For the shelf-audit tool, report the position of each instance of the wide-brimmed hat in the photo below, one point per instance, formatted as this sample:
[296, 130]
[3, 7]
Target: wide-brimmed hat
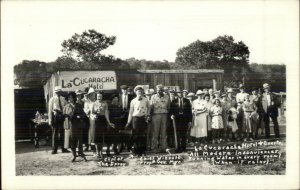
[138, 87]
[214, 100]
[230, 90]
[123, 87]
[199, 92]
[191, 94]
[91, 90]
[148, 92]
[78, 92]
[57, 89]
[217, 92]
[159, 86]
[266, 85]
[223, 95]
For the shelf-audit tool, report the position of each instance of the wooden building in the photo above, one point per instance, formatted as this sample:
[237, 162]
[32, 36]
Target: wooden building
[191, 80]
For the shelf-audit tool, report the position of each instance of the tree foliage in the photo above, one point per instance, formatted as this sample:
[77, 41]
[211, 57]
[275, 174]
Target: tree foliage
[88, 46]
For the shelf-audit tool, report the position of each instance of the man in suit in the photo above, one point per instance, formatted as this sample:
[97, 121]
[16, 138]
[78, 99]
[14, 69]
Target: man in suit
[181, 112]
[139, 116]
[56, 119]
[124, 102]
[270, 105]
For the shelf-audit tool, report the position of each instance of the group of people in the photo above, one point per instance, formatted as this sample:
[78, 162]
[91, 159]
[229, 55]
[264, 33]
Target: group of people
[157, 121]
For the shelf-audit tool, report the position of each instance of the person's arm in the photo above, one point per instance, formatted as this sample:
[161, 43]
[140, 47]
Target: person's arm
[130, 114]
[50, 113]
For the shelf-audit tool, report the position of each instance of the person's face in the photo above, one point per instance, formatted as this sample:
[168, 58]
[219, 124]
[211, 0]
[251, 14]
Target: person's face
[139, 93]
[267, 90]
[115, 100]
[207, 98]
[78, 96]
[70, 99]
[160, 91]
[247, 97]
[99, 96]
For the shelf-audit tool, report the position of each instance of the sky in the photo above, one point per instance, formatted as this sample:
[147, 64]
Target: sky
[34, 30]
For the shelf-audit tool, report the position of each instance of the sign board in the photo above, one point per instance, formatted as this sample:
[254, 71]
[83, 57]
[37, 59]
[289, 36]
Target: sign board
[99, 80]
[174, 88]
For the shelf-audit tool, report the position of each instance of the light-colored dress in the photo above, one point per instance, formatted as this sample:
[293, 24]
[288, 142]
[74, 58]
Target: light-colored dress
[217, 121]
[68, 110]
[88, 109]
[208, 105]
[233, 115]
[249, 124]
[225, 106]
[200, 127]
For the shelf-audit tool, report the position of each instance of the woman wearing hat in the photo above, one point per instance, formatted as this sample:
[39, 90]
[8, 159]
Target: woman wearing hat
[199, 127]
[88, 109]
[74, 124]
[217, 120]
[102, 124]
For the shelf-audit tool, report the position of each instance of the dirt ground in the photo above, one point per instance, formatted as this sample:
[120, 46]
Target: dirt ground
[40, 162]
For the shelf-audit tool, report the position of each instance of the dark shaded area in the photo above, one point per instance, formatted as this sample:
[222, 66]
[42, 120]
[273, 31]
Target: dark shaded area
[27, 102]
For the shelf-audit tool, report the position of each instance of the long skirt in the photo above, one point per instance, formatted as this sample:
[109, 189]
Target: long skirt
[100, 129]
[91, 139]
[199, 128]
[217, 122]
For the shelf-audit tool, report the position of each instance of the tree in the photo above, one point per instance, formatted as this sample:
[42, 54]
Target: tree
[88, 46]
[220, 53]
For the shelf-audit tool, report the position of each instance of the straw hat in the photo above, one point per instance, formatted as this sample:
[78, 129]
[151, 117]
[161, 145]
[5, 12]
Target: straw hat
[57, 89]
[191, 94]
[266, 85]
[199, 92]
[91, 90]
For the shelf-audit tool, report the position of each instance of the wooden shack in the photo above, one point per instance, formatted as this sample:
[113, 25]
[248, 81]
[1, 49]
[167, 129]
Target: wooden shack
[191, 80]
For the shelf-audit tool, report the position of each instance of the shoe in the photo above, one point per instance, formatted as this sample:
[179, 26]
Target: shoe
[65, 150]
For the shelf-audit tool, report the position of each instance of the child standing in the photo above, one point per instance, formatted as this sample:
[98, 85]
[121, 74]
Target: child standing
[217, 121]
[232, 125]
[249, 125]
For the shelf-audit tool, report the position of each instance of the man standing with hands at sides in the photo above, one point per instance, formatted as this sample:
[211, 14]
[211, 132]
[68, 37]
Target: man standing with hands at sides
[56, 119]
[240, 98]
[124, 102]
[270, 108]
[181, 112]
[160, 105]
[139, 116]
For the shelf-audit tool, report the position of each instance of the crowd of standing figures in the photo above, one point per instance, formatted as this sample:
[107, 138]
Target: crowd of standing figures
[142, 120]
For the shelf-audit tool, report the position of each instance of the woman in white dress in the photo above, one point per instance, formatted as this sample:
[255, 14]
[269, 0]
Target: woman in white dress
[217, 121]
[199, 127]
[208, 105]
[88, 109]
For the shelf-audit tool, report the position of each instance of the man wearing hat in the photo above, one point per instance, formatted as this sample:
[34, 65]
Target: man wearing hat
[270, 105]
[139, 116]
[181, 112]
[240, 98]
[56, 119]
[124, 102]
[185, 93]
[160, 105]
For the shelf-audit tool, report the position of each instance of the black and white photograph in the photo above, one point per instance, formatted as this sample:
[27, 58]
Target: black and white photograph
[150, 94]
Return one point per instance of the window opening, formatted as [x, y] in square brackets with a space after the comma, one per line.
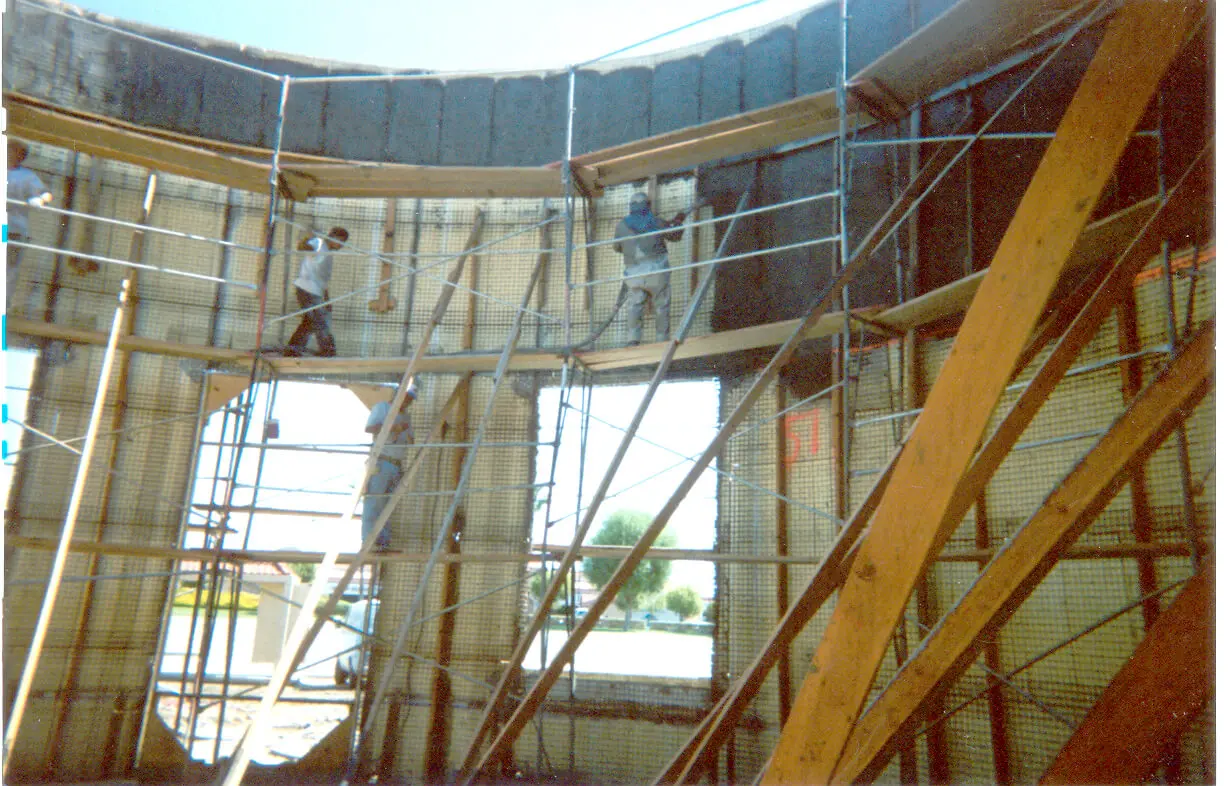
[19, 375]
[314, 450]
[680, 422]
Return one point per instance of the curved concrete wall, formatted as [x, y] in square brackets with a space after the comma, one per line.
[64, 55]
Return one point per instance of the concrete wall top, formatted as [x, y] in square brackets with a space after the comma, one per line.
[83, 60]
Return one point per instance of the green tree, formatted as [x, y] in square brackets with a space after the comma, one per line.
[539, 583]
[624, 528]
[684, 602]
[305, 571]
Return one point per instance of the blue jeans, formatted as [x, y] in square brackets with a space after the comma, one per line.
[375, 496]
[315, 321]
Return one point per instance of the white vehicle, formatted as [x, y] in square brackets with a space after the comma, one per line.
[348, 669]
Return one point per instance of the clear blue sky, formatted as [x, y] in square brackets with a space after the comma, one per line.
[458, 35]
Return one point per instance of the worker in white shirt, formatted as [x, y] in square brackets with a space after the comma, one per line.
[311, 290]
[389, 464]
[27, 190]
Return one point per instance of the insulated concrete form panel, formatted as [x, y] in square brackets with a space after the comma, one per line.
[722, 81]
[465, 123]
[675, 100]
[304, 129]
[875, 27]
[235, 105]
[620, 107]
[817, 51]
[415, 115]
[166, 87]
[357, 121]
[65, 62]
[529, 112]
[769, 69]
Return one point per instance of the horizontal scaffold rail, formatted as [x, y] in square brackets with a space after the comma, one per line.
[1099, 240]
[1177, 549]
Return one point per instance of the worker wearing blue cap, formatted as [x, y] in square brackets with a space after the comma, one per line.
[646, 262]
[389, 464]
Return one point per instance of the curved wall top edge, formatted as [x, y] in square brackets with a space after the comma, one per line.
[67, 57]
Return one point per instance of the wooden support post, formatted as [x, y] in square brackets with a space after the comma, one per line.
[385, 301]
[785, 688]
[1150, 701]
[1139, 43]
[1021, 566]
[119, 410]
[62, 552]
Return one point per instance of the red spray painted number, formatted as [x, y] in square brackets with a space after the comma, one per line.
[793, 442]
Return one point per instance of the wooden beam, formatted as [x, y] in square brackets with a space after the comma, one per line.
[798, 118]
[132, 146]
[1186, 198]
[1126, 551]
[370, 395]
[1134, 54]
[1096, 242]
[972, 36]
[1026, 560]
[247, 169]
[1156, 694]
[42, 625]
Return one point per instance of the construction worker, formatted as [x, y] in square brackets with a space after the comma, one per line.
[389, 464]
[646, 260]
[28, 190]
[311, 290]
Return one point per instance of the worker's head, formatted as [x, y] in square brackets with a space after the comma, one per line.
[411, 395]
[17, 153]
[336, 238]
[638, 204]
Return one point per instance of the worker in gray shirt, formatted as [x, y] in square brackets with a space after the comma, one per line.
[311, 292]
[646, 261]
[389, 464]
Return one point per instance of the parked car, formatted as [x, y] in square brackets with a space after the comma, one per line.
[348, 669]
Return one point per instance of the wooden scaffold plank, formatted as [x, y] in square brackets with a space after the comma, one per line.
[1139, 43]
[1022, 563]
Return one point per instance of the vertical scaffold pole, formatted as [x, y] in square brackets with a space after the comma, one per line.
[568, 207]
[62, 551]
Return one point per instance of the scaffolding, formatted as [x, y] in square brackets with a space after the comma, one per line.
[882, 368]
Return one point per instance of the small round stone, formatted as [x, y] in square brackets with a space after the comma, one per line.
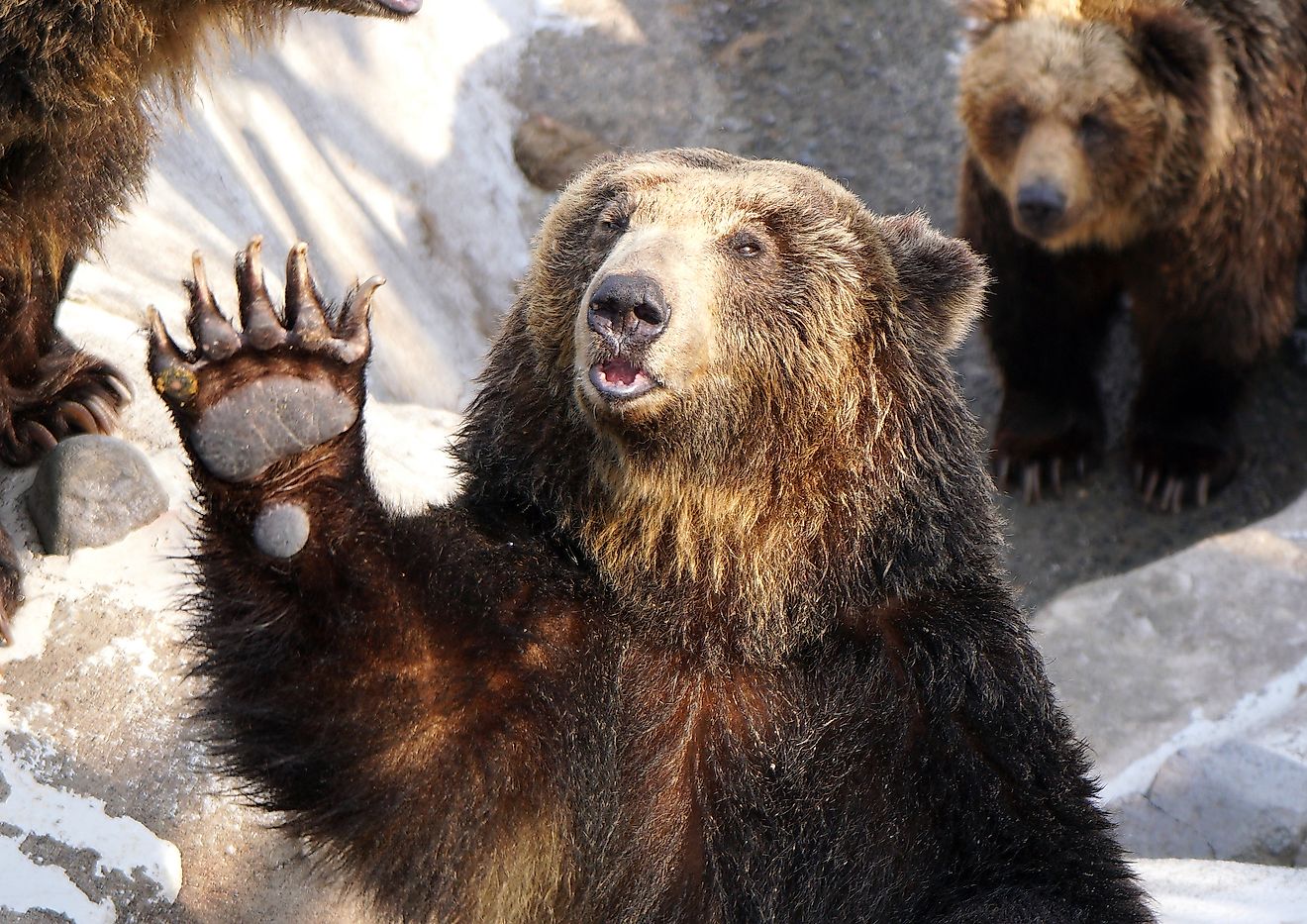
[281, 530]
[92, 490]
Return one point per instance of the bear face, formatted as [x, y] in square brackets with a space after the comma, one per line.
[711, 282]
[1105, 130]
[738, 344]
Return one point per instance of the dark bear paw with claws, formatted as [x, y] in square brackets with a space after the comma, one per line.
[1176, 469]
[65, 392]
[248, 401]
[1040, 445]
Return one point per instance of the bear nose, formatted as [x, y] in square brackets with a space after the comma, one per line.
[1041, 205]
[628, 309]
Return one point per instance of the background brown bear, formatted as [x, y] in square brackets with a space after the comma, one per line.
[77, 80]
[715, 630]
[1153, 148]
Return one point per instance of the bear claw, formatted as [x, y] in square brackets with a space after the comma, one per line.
[240, 425]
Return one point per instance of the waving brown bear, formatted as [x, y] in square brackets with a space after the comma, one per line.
[1148, 148]
[714, 632]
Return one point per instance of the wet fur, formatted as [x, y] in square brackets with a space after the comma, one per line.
[746, 662]
[1200, 192]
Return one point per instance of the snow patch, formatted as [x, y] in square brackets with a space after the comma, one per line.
[80, 822]
[1251, 711]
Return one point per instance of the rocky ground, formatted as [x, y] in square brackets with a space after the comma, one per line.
[1179, 645]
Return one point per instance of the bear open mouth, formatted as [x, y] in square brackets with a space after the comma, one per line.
[620, 379]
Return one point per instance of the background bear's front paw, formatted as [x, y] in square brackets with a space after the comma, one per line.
[1041, 444]
[1181, 465]
[282, 384]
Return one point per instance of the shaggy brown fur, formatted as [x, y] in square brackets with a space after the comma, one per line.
[77, 81]
[1153, 148]
[715, 629]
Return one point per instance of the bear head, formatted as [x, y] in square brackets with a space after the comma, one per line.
[1094, 119]
[718, 379]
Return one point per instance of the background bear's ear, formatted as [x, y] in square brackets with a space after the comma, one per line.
[1176, 50]
[981, 16]
[943, 276]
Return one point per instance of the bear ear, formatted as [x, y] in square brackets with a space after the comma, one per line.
[943, 276]
[981, 16]
[1176, 50]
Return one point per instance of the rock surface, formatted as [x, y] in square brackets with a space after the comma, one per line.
[92, 490]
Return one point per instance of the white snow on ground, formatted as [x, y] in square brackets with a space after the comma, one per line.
[1254, 710]
[1209, 891]
[387, 147]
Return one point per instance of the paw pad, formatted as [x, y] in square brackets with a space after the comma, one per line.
[256, 425]
[281, 530]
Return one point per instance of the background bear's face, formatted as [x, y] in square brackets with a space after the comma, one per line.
[1073, 121]
[699, 295]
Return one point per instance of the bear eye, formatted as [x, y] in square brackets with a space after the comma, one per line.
[615, 223]
[1094, 130]
[746, 244]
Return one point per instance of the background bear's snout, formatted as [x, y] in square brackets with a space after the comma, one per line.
[1041, 205]
[628, 310]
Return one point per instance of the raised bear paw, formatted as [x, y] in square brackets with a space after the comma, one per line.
[1177, 469]
[278, 387]
[1041, 444]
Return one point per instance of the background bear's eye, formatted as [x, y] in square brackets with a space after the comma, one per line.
[746, 244]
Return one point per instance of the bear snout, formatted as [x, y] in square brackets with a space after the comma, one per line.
[628, 311]
[1041, 207]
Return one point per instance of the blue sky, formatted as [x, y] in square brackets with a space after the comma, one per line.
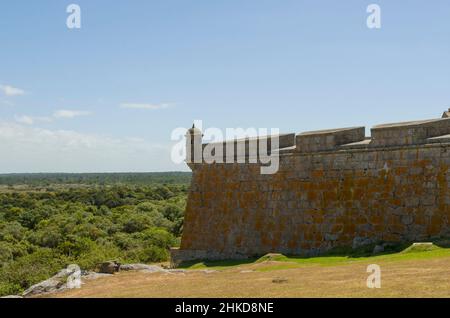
[67, 96]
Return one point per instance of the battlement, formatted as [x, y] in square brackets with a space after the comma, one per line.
[333, 188]
[403, 134]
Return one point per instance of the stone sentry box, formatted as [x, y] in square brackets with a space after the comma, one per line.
[334, 188]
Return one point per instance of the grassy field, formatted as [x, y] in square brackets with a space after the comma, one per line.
[423, 272]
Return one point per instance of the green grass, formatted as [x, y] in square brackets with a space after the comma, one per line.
[288, 262]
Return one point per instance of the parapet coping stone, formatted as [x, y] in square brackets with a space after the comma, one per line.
[329, 131]
[409, 124]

** Instructions to follow **
Output, exactly and with nothing else, the lines from the line containing "Return one point per instance of the grassy" to the end of the entries.

** Solution to the problem **
Return one point per instance of the grassy field, formatted as [x, y] in square brackets with a space after the comma, one per line.
[423, 272]
Return one point per instance of the green grass, formatted as [x, y] in square brackets with a space after the comma, one per line.
[288, 262]
Return one point per instance of the parapet coping stone, formatted as [x, y] in square brackets with a space after the comma, one per line.
[329, 131]
[409, 124]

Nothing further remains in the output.